[Begin Excerpt]

Reorder/remove multiple columns
Select Edit columns/Re-order / remove columns…
from the All
column. Change the order by dragging them to the top or bottom or delete them by dragging them to the right field.
Facets
Facets allow viewing all occurring values for a column. Through this list, the dataset can be filtered to only show rows with the selected value included.
Facet types
Text facet
The most basic form is the text facet. Like every operation we can apply to a column, we click on the arrow left to Title
and select Facet/Text facet
.
On the left, we now see a unique list of all titles. The numbers indicate how many times this word appears. If we select count
from the header the list is ordered by this number. In order to export this list, we can click on the 17 choices
link in the header.
One big advantage of OpenRefine is to filter the list of viewed items. This allows to apply operations to a subset of the dataset and also to export only a fraction of rows.

[End Excerpt]

• **What this exercise asks**:
a: Say whether each statement agrees with the OpenRefine excerpt, answering yes or no and quoting the words of the excerpt that decide it: (i) The text facet is the most basic form of facet. (ii) Selecting count from the header sorts the list alphabetically. (iii) Columns are deleted by dragging them to the left field.
b: Reproduce word for word the lines of the records from the line with "Query: metal drain cover" to the line with "column 27, row 61", both included.
The text and the records are unrelated to each other.

[Begin Dataset records]

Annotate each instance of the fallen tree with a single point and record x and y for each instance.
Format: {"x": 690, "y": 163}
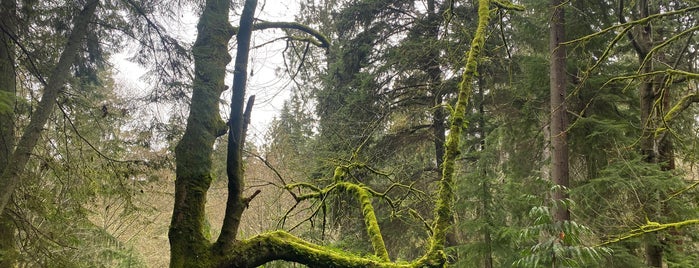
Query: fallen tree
{"x": 189, "y": 242}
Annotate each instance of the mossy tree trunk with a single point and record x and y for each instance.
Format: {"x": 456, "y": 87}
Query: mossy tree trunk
{"x": 559, "y": 118}
{"x": 642, "y": 40}
{"x": 189, "y": 242}
{"x": 8, "y": 84}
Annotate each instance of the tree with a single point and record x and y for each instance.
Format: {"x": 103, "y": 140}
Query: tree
{"x": 559, "y": 118}
{"x": 190, "y": 246}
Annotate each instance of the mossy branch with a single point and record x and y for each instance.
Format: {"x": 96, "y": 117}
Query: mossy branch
{"x": 680, "y": 106}
{"x": 443, "y": 210}
{"x": 632, "y": 23}
{"x": 372, "y": 225}
{"x": 280, "y": 245}
{"x": 649, "y": 227}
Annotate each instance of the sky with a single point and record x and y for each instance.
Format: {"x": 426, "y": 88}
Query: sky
{"x": 270, "y": 89}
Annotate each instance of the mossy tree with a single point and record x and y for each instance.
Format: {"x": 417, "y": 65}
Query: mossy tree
{"x": 190, "y": 244}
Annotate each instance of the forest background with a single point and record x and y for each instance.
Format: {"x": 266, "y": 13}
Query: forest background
{"x": 577, "y": 124}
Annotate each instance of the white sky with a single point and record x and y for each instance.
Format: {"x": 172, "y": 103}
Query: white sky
{"x": 270, "y": 90}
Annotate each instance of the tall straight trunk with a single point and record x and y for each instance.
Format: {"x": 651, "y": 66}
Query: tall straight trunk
{"x": 236, "y": 203}
{"x": 485, "y": 183}
{"x": 8, "y": 83}
{"x": 10, "y": 178}
{"x": 559, "y": 117}
{"x": 643, "y": 42}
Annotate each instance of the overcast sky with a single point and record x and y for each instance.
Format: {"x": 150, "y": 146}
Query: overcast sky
{"x": 270, "y": 90}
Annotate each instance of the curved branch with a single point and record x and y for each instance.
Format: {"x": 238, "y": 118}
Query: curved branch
{"x": 320, "y": 39}
{"x": 280, "y": 245}
{"x": 649, "y": 227}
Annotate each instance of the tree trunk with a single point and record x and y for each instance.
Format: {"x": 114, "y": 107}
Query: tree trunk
{"x": 11, "y": 174}
{"x": 559, "y": 117}
{"x": 8, "y": 84}
{"x": 236, "y": 203}
{"x": 643, "y": 42}
{"x": 189, "y": 243}
{"x": 486, "y": 198}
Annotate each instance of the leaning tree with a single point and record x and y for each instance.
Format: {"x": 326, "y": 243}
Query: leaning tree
{"x": 189, "y": 238}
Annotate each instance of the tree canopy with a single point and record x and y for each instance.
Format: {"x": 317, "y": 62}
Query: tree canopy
{"x": 416, "y": 134}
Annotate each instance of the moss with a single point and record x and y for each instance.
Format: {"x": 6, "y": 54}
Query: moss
{"x": 443, "y": 210}
{"x": 372, "y": 225}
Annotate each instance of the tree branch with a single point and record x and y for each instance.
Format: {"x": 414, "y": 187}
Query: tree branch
{"x": 10, "y": 178}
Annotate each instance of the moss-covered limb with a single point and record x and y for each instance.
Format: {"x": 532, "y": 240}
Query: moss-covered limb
{"x": 189, "y": 245}
{"x": 649, "y": 227}
{"x": 10, "y": 178}
{"x": 507, "y": 5}
{"x": 372, "y": 225}
{"x": 680, "y": 106}
{"x": 656, "y": 48}
{"x": 631, "y": 23}
{"x": 280, "y": 245}
{"x": 443, "y": 210}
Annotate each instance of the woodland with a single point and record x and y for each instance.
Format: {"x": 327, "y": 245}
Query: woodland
{"x": 429, "y": 133}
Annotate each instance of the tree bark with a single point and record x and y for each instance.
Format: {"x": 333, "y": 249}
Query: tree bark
{"x": 236, "y": 203}
{"x": 8, "y": 84}
{"x": 10, "y": 178}
{"x": 642, "y": 40}
{"x": 188, "y": 234}
{"x": 559, "y": 117}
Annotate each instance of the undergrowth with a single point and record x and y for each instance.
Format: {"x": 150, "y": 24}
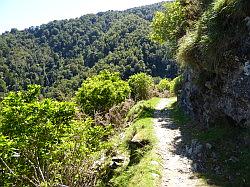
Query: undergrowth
{"x": 139, "y": 170}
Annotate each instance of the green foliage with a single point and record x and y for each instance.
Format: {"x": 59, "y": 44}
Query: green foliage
{"x": 138, "y": 172}
{"x": 169, "y": 25}
{"x": 209, "y": 46}
{"x": 40, "y": 141}
{"x": 164, "y": 85}
{"x": 99, "y": 93}
{"x": 176, "y": 85}
{"x": 140, "y": 85}
{"x": 61, "y": 54}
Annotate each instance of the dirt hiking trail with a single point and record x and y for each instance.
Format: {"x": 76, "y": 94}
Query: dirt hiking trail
{"x": 177, "y": 169}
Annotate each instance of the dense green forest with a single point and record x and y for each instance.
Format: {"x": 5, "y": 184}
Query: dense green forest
{"x": 60, "y": 54}
{"x": 78, "y": 97}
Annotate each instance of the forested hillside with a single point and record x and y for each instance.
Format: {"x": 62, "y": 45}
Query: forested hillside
{"x": 60, "y": 54}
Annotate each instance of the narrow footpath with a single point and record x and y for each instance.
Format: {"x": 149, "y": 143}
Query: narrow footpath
{"x": 177, "y": 169}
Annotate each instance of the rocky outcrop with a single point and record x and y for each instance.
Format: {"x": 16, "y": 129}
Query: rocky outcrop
{"x": 224, "y": 98}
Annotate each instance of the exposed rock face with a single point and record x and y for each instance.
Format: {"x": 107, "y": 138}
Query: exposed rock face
{"x": 229, "y": 100}
{"x": 221, "y": 96}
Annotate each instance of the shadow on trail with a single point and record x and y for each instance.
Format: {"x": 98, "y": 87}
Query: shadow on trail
{"x": 219, "y": 155}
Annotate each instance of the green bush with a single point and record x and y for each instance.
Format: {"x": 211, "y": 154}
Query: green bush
{"x": 176, "y": 85}
{"x": 101, "y": 92}
{"x": 42, "y": 145}
{"x": 163, "y": 85}
{"x": 170, "y": 25}
{"x": 140, "y": 85}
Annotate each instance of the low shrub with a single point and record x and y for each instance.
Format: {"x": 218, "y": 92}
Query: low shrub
{"x": 101, "y": 92}
{"x": 140, "y": 85}
{"x": 163, "y": 85}
{"x": 42, "y": 145}
{"x": 176, "y": 85}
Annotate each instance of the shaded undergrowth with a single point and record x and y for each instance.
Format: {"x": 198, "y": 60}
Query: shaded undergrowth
{"x": 137, "y": 144}
{"x": 226, "y": 163}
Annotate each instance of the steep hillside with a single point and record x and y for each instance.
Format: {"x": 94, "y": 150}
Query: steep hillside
{"x": 60, "y": 54}
{"x": 213, "y": 47}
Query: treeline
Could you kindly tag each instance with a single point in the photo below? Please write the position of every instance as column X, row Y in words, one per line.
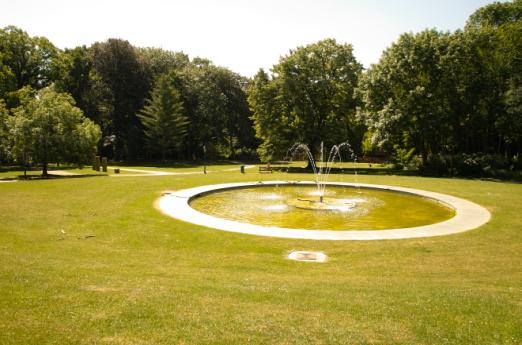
column 450, row 97
column 435, row 99
column 149, row 103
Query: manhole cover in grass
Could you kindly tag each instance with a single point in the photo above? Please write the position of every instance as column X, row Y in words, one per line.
column 301, row 255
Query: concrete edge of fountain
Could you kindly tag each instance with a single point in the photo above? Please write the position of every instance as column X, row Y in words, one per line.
column 468, row 215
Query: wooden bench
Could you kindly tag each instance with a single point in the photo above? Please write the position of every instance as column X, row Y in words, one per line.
column 267, row 170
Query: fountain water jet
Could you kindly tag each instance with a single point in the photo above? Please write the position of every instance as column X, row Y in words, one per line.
column 321, row 174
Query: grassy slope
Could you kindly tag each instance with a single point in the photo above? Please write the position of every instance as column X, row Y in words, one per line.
column 145, row 278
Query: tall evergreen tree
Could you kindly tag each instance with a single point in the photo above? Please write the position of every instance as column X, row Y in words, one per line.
column 163, row 119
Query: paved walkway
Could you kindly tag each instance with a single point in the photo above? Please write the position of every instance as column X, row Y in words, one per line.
column 140, row 172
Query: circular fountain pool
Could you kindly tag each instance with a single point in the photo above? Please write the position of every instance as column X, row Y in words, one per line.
column 346, row 212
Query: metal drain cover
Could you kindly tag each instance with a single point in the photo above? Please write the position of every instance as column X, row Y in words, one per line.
column 307, row 256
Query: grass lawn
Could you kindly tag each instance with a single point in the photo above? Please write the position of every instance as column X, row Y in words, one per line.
column 90, row 261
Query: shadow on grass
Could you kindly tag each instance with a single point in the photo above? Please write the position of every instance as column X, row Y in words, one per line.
column 362, row 171
column 514, row 177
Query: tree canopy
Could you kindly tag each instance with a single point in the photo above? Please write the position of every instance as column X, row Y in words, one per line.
column 47, row 127
column 432, row 93
column 309, row 98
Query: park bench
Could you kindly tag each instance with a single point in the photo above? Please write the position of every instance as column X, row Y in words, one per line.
column 265, row 169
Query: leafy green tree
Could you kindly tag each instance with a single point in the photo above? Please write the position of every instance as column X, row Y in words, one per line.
column 3, row 131
column 162, row 61
column 126, row 76
column 214, row 100
column 164, row 123
column 311, row 99
column 496, row 14
column 49, row 128
column 404, row 103
column 26, row 61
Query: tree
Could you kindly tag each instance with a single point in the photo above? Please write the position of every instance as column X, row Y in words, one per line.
column 309, row 98
column 126, row 75
column 47, row 127
column 403, row 95
column 496, row 14
column 162, row 61
column 3, row 131
column 164, row 123
column 214, row 100
column 27, row 61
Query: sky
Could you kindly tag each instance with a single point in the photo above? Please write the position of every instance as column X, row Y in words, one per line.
column 242, row 35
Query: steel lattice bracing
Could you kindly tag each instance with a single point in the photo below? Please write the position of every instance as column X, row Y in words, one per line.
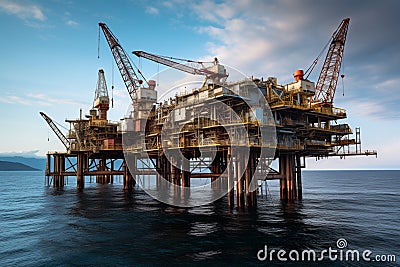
column 167, row 62
column 132, row 82
column 327, row 81
column 55, row 129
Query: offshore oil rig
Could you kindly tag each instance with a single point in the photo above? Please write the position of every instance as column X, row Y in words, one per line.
column 300, row 121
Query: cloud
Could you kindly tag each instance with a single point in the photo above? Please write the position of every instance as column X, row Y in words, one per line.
column 152, row 10
column 25, row 12
column 38, row 100
column 274, row 38
column 71, row 23
column 28, row 154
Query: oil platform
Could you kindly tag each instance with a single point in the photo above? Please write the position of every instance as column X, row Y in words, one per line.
column 298, row 121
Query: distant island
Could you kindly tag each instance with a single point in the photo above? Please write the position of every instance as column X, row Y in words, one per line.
column 15, row 166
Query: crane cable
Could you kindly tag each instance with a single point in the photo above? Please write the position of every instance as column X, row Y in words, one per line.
column 312, row 66
column 314, row 63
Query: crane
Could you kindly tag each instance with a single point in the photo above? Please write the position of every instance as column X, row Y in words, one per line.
column 217, row 73
column 56, row 130
column 131, row 80
column 101, row 99
column 327, row 80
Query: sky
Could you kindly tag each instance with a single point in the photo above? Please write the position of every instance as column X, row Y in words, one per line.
column 50, row 55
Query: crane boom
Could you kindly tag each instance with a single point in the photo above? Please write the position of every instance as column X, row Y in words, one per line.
column 327, row 80
column 131, row 80
column 55, row 129
column 173, row 64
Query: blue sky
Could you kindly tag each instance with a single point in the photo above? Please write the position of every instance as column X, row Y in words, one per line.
column 49, row 58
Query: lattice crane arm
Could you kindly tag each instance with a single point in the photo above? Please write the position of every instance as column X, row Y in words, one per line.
column 56, row 130
column 327, row 80
column 131, row 80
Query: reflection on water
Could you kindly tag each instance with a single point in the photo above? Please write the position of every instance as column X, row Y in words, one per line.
column 103, row 225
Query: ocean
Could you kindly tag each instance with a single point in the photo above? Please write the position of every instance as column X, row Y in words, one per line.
column 105, row 226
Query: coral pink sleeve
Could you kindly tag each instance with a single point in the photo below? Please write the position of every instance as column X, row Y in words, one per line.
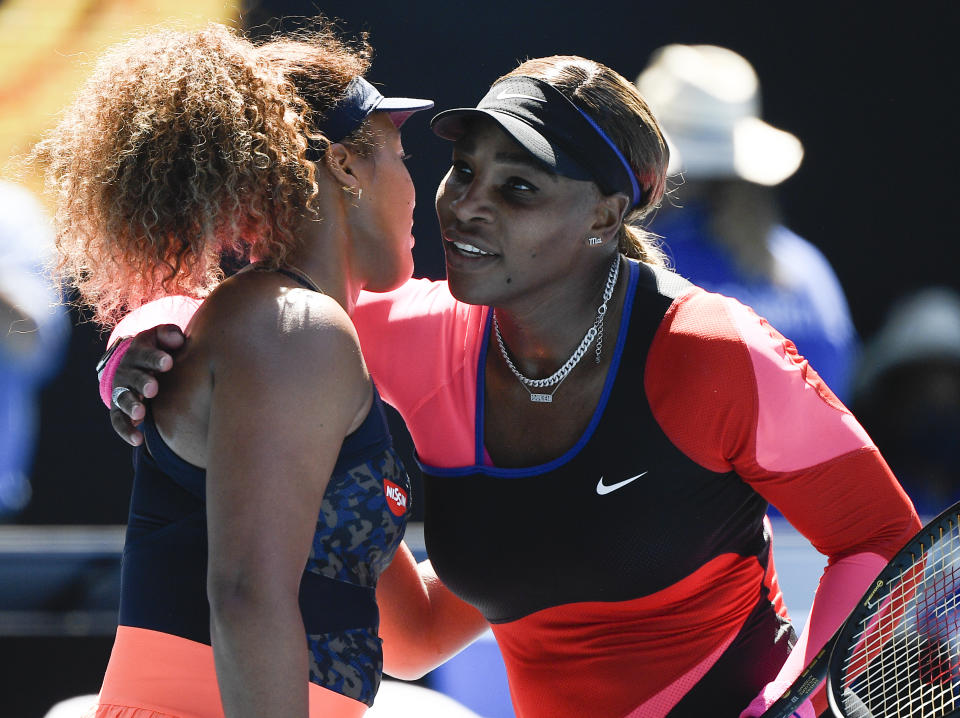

[End Dataset records]

• **Solutions below**:
a:
(i) Yes: "The most basic form is the text facet."
(ii) No: "If we select count from the header the list is ordered by this number."
(iii) No: "delete them by dragging them to the right field."

b:
Query: metal drain cover
Could you kindly tag each instance with a single point in the photo above? Please write the position of every instance as column X, row Y in words, one per line.
column 307, row 256
Query: grass lawn
Could you kindly tag each instance with a single point in the photo above? Please write the position of every instance as column X, row Y in words, one per line.
column 90, row 261
Query: shadow on grass
Could you kindly tag each instance with a single point in the photo above? Please write the position of every instance as column X, row Y in words, one per line.
column 362, row 171
column 514, row 177
Query: tree canopy
Could you kindly tag each instance with a single point in the photo above? Please write the position of every instance as column X, row Y in words, one per line.
column 47, row 127
column 432, row 93
column 309, row 98
Query: park bench
Could you kindly tag each instance with a single point in the photo above? Please write the position of every instance as column X, row Y in words, one per line.
column 265, row 169
Query: leafy green tree
Could you kindly tag each instance with a single point in the photo above? Please write the position of every instance as column X, row Y in words, one per line.
column 3, row 131
column 162, row 61
column 126, row 76
column 214, row 100
column 164, row 123
column 311, row 99
column 496, row 14
column 49, row 128
column 404, row 103
column 26, row 61
Query: tree
Could you kindly tag each instance with a single point in the photo above? Please write the position of every instance as column X, row Y in words, one per line.
column 309, row 98
column 126, row 75
column 47, row 127
column 403, row 95
column 496, row 14
column 162, row 61
column 3, row 131
column 164, row 123
column 214, row 100
column 27, row 61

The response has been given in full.